- [Required work]: The answer must consist of every line below that contains the word "crowd".

Raw data Block Start

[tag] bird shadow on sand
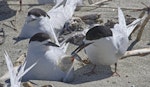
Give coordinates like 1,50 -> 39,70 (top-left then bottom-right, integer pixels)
2,64 -> 113,85
71,64 -> 113,84
0,0 -> 16,21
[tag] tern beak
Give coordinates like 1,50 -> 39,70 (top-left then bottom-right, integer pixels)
71,42 -> 93,62
43,41 -> 59,47
72,42 -> 93,55
47,14 -> 50,19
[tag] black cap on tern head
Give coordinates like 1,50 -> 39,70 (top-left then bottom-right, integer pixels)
86,25 -> 113,40
29,33 -> 50,43
28,8 -> 50,18
29,33 -> 59,47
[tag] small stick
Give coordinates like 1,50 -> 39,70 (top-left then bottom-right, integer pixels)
3,23 -> 17,31
129,11 -> 145,39
136,14 -> 150,41
121,48 -> 150,59
131,2 -> 150,41
90,0 -> 112,6
10,20 -> 16,28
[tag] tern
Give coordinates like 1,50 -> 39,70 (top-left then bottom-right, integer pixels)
72,7 -> 142,76
15,0 -> 82,46
21,33 -> 76,82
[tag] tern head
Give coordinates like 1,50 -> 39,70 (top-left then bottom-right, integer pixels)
28,33 -> 59,52
26,8 -> 50,24
14,8 -> 50,44
72,25 -> 112,55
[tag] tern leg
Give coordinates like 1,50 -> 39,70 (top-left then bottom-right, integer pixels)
19,0 -> 22,12
112,63 -> 120,77
83,64 -> 96,76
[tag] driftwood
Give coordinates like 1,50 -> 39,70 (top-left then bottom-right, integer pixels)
129,11 -> 145,40
129,3 -> 150,41
121,48 -> 150,59
3,23 -> 17,31
90,0 -> 112,6
136,14 -> 150,41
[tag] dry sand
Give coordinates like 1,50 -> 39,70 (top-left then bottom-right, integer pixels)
0,0 -> 150,87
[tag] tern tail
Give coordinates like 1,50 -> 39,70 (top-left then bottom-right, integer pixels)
118,7 -> 142,37
127,18 -> 141,36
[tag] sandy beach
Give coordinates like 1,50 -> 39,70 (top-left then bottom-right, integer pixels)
0,0 -> 150,87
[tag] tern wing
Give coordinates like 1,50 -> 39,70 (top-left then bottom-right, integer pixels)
4,51 -> 37,87
47,0 -> 82,30
113,7 -> 127,35
4,51 -> 16,86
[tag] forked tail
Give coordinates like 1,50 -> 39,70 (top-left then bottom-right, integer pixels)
118,7 -> 141,36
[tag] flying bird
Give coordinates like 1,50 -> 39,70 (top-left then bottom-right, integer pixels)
72,7 -> 142,76
15,0 -> 83,46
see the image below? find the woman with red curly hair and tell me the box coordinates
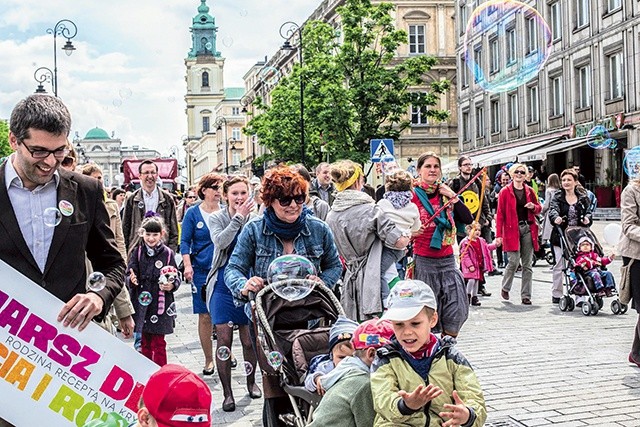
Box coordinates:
[225,165,343,425]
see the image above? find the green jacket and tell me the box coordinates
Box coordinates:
[371,338,486,427]
[308,369,375,427]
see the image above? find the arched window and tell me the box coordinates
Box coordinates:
[202,71,210,87]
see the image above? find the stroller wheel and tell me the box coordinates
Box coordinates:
[595,295,604,310]
[621,303,629,314]
[611,300,621,315]
[559,296,568,311]
[582,301,592,316]
[567,298,575,311]
[590,302,599,316]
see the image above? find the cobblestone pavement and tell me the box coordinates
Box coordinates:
[158,221,639,426]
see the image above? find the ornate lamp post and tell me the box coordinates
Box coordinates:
[279,21,305,166]
[34,19,78,96]
[214,117,228,174]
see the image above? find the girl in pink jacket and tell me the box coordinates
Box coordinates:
[460,222,500,306]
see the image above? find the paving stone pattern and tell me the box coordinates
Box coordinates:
[156,222,640,426]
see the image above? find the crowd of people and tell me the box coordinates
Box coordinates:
[1,93,639,427]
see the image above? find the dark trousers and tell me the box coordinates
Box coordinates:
[141,333,167,366]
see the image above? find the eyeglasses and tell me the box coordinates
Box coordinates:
[207,184,220,191]
[513,170,526,175]
[277,194,306,206]
[22,143,69,160]
[186,196,197,199]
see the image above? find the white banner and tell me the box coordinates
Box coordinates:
[0,259,157,426]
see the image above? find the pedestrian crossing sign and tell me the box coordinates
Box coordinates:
[370,139,394,162]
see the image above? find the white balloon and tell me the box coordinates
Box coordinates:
[603,223,622,246]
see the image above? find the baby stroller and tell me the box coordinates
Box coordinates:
[556,226,628,316]
[251,281,345,427]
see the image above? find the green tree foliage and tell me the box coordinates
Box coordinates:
[245,0,450,166]
[0,120,12,158]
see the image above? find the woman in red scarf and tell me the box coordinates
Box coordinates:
[412,152,473,337]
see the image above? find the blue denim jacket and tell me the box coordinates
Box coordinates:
[224,215,343,306]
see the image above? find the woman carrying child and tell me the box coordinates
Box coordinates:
[326,160,410,321]
[127,215,181,366]
[459,222,499,306]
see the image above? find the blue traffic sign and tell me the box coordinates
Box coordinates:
[370,139,394,162]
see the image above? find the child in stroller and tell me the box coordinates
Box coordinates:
[574,236,615,297]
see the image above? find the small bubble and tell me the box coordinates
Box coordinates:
[166,302,177,317]
[258,66,281,86]
[222,37,234,48]
[87,271,106,292]
[227,321,234,328]
[167,96,176,103]
[139,291,153,306]
[150,315,158,323]
[267,351,284,369]
[137,201,145,209]
[112,99,122,107]
[119,88,132,99]
[243,361,253,376]
[239,9,248,17]
[217,346,231,361]
[43,207,62,227]
[191,284,198,294]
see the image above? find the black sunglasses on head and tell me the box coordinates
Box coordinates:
[277,194,306,206]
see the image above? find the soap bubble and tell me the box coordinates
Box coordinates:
[87,271,106,292]
[43,207,62,227]
[267,255,317,301]
[191,283,198,294]
[239,9,248,17]
[119,88,132,99]
[167,96,176,103]
[623,147,640,179]
[267,351,284,369]
[463,0,552,93]
[112,99,122,107]
[603,223,622,246]
[217,346,231,361]
[227,321,234,328]
[205,41,213,50]
[380,154,399,176]
[150,315,158,324]
[166,302,177,317]
[139,291,153,306]
[137,201,145,209]
[258,66,281,86]
[222,37,234,48]
[242,361,253,376]
[586,125,612,149]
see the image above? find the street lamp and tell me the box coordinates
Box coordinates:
[33,67,54,94]
[214,117,228,173]
[227,139,237,174]
[240,93,254,113]
[35,19,78,97]
[279,21,305,166]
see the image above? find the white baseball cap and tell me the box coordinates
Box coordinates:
[381,280,438,322]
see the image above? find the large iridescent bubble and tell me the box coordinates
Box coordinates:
[267,255,317,301]
[586,125,613,150]
[624,146,640,179]
[463,0,552,93]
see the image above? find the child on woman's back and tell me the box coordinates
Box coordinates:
[127,215,181,366]
[459,222,500,306]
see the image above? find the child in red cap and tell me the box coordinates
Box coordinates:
[136,364,212,427]
[307,318,394,427]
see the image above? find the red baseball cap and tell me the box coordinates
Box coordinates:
[351,318,395,350]
[142,364,212,427]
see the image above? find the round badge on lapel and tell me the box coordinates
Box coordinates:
[58,200,74,217]
[197,221,204,229]
[155,260,163,269]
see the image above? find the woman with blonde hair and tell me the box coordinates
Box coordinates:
[326,160,410,321]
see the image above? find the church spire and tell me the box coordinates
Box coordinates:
[188,0,220,58]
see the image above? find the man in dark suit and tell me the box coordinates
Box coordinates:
[0,94,125,331]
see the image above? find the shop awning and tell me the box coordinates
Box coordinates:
[518,137,587,162]
[481,137,563,166]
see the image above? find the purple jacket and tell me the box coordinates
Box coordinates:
[459,237,496,280]
[127,243,180,335]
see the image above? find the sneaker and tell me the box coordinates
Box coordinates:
[471,296,481,306]
[521,298,532,305]
[488,270,503,276]
[478,287,492,297]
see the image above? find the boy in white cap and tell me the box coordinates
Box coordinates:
[371,280,486,427]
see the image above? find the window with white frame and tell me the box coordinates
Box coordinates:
[461,55,469,87]
[526,16,537,54]
[550,2,561,42]
[576,65,591,108]
[506,27,517,65]
[550,76,564,116]
[202,71,209,87]
[476,105,485,137]
[231,150,242,166]
[508,93,518,128]
[459,4,468,35]
[411,105,428,125]
[202,116,210,133]
[232,107,240,115]
[607,0,621,13]
[231,127,242,140]
[491,100,500,133]
[462,111,470,141]
[608,52,624,99]
[528,85,539,123]
[576,0,589,28]
[490,37,500,74]
[409,25,426,55]
[474,47,483,82]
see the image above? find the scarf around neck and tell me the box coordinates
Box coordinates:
[330,189,374,212]
[263,205,311,240]
[383,190,413,209]
[413,186,456,250]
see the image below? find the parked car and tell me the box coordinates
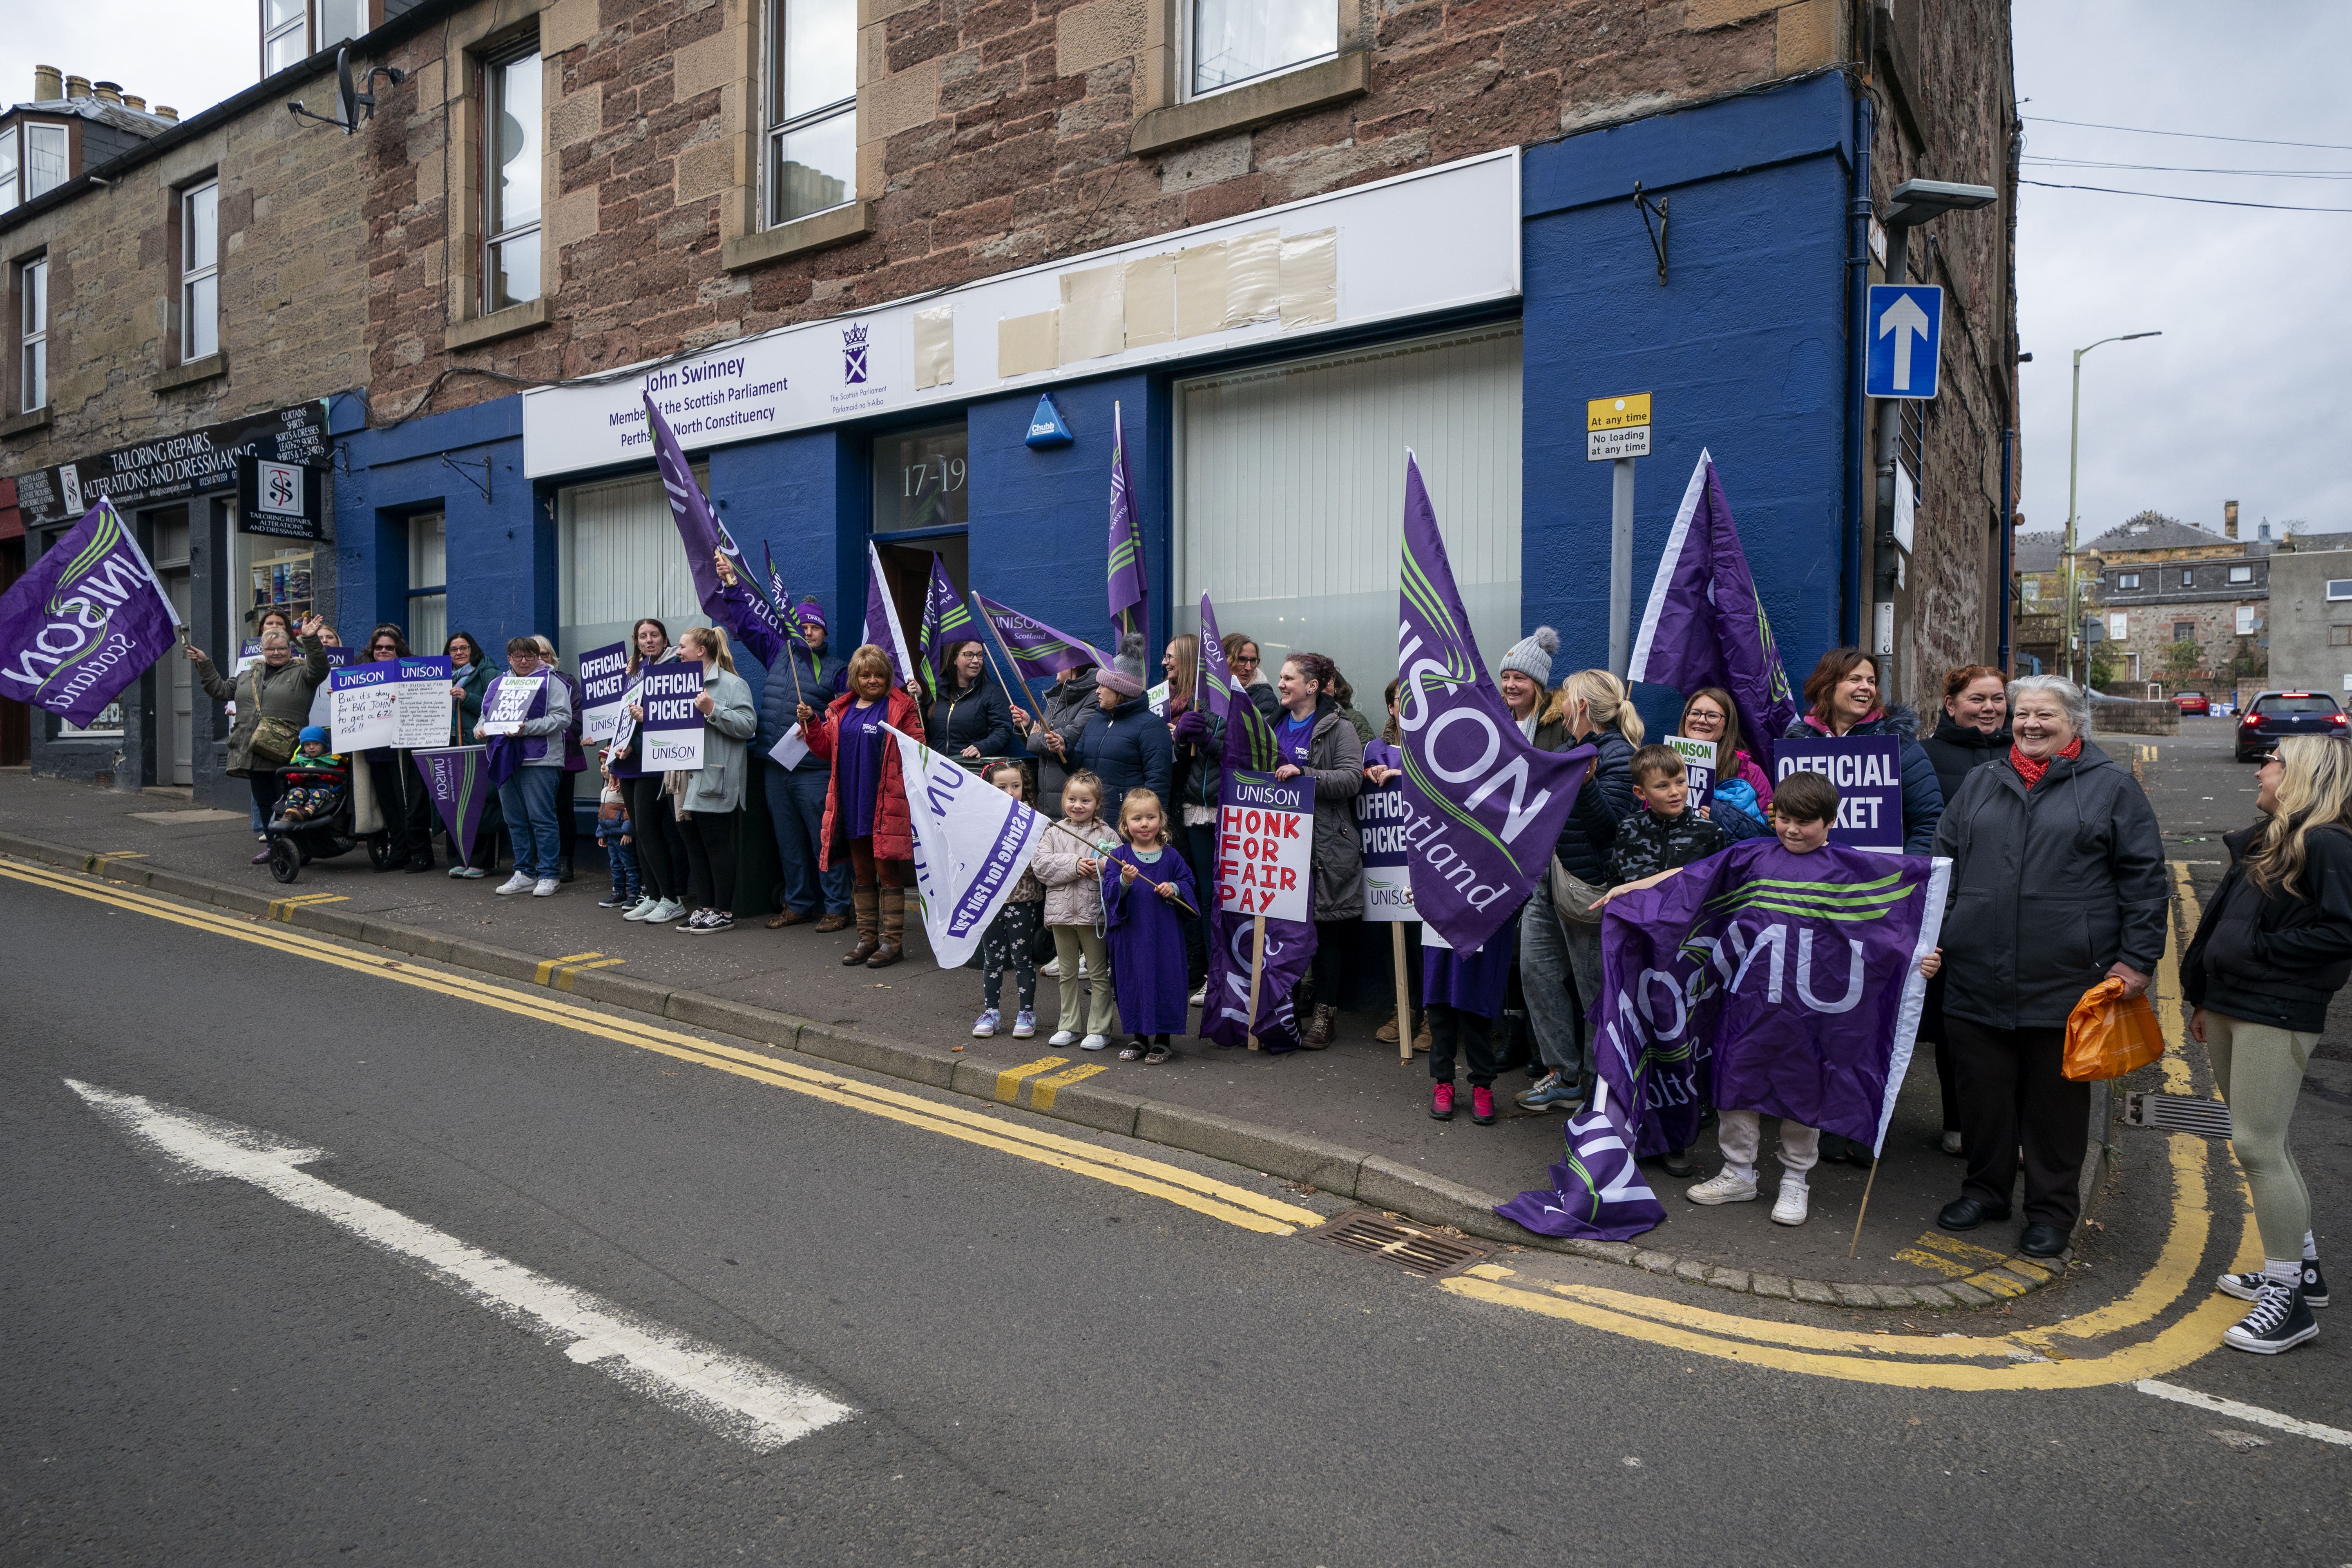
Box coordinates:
[2173,691,2210,716]
[2235,690,2348,762]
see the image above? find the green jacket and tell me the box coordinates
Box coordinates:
[195,635,330,776]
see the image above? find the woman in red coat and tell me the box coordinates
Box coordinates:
[800,644,923,968]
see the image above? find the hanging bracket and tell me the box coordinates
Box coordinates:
[1633,181,1669,285]
[439,451,491,504]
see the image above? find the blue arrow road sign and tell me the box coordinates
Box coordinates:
[1865,284,1943,400]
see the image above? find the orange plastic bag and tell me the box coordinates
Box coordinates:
[2062,976,2164,1082]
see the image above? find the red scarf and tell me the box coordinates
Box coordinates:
[2009,735,2082,791]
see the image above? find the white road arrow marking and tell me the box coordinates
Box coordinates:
[66,1079,852,1453]
[1877,291,1933,391]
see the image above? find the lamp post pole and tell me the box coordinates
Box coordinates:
[2064,331,2161,683]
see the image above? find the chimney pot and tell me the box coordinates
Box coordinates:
[154,105,178,121]
[2225,499,2239,541]
[122,94,145,112]
[34,65,63,101]
[65,74,91,99]
[92,80,123,105]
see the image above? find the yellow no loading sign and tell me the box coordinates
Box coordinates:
[1587,393,1651,459]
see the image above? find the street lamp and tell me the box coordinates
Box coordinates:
[2063,331,2163,683]
[1871,180,1999,659]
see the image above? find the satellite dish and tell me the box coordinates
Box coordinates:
[288,47,404,135]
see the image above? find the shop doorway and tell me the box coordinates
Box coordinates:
[152,507,194,786]
[0,534,25,766]
[871,535,969,675]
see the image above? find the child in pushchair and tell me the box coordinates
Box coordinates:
[272,727,349,827]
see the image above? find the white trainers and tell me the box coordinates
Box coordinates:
[532,878,559,897]
[1188,984,1207,1006]
[1079,1033,1109,1052]
[1685,1170,1759,1205]
[495,872,534,896]
[1940,1130,1963,1156]
[1048,1030,1078,1048]
[1041,957,1062,978]
[1771,1180,1811,1226]
[645,898,685,924]
[622,896,659,921]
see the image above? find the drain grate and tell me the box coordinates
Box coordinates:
[2124,1092,2234,1140]
[1311,1209,1488,1278]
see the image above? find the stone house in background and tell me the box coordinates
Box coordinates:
[6,0,2023,818]
[2086,506,2269,695]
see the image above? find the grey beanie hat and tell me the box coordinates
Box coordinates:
[1098,633,1149,697]
[1500,625,1560,687]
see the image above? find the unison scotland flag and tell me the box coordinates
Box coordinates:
[887,725,1045,969]
[412,745,491,868]
[972,593,1111,683]
[1626,451,1797,758]
[0,498,181,728]
[862,542,918,688]
[917,554,972,699]
[1396,453,1593,954]
[1197,592,1232,726]
[1107,402,1146,640]
[647,393,789,660]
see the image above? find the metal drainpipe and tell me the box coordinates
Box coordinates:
[1843,87,1875,649]
[1998,424,2015,673]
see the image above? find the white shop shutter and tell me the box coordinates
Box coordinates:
[1175,324,1521,706]
[557,467,709,668]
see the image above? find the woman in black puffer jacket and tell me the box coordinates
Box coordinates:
[924,639,1021,766]
[2181,734,2352,1356]
[1916,662,2013,1156]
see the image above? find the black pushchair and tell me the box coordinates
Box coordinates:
[262,752,402,884]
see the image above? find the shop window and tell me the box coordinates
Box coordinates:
[407,512,448,654]
[1189,0,1337,96]
[182,181,220,362]
[765,0,855,227]
[482,45,543,311]
[58,699,124,738]
[18,257,45,413]
[558,469,707,665]
[872,420,968,535]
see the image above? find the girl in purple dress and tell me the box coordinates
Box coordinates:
[1101,787,1197,1064]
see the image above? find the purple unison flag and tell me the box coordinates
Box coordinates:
[1196,592,1232,727]
[1626,451,1798,759]
[1106,402,1146,641]
[412,745,491,867]
[862,542,918,688]
[972,592,1111,684]
[0,498,181,728]
[1396,452,1593,954]
[1199,675,1312,1051]
[917,554,973,699]
[646,393,789,664]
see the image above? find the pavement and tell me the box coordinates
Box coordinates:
[0,719,2323,1309]
[4,772,2350,1564]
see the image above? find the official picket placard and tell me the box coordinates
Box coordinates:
[1771,735,1904,852]
[1665,734,1717,801]
[1215,770,1311,922]
[476,673,545,737]
[1355,777,1415,922]
[639,664,707,770]
[576,640,630,743]
[327,656,454,751]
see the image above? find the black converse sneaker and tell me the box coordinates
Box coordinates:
[2222,1281,2319,1355]
[2217,1262,2330,1308]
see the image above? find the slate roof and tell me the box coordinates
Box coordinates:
[2012,530,2064,573]
[4,95,176,136]
[2084,511,2231,554]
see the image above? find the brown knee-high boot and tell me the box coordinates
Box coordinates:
[869,886,906,968]
[841,886,880,965]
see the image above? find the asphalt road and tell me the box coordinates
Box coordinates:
[4,717,2349,1564]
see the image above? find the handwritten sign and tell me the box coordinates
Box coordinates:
[1214,769,1311,921]
[328,656,455,750]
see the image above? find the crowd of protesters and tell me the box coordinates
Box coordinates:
[185,579,2334,1357]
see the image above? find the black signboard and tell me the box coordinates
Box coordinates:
[14,400,332,529]
[234,453,326,540]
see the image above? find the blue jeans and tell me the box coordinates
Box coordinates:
[1518,876,1600,1079]
[765,761,851,915]
[497,766,563,880]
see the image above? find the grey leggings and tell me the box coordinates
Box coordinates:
[2204,1010,2318,1261]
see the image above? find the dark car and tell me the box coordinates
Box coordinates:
[2235,690,2348,762]
[2173,691,2210,716]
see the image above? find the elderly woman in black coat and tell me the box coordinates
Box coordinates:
[1931,675,2167,1259]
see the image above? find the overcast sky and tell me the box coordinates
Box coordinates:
[7,4,2345,544]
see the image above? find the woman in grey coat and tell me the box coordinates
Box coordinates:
[188,618,332,864]
[672,624,761,934]
[1271,652,1365,1048]
[1930,675,2167,1259]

Raw data Block End

- [Solution to this task]:
see the image above? find the crowd of people and tell me the box coordinates
see the image above? find the crowd of protesters and tell me the box coordinates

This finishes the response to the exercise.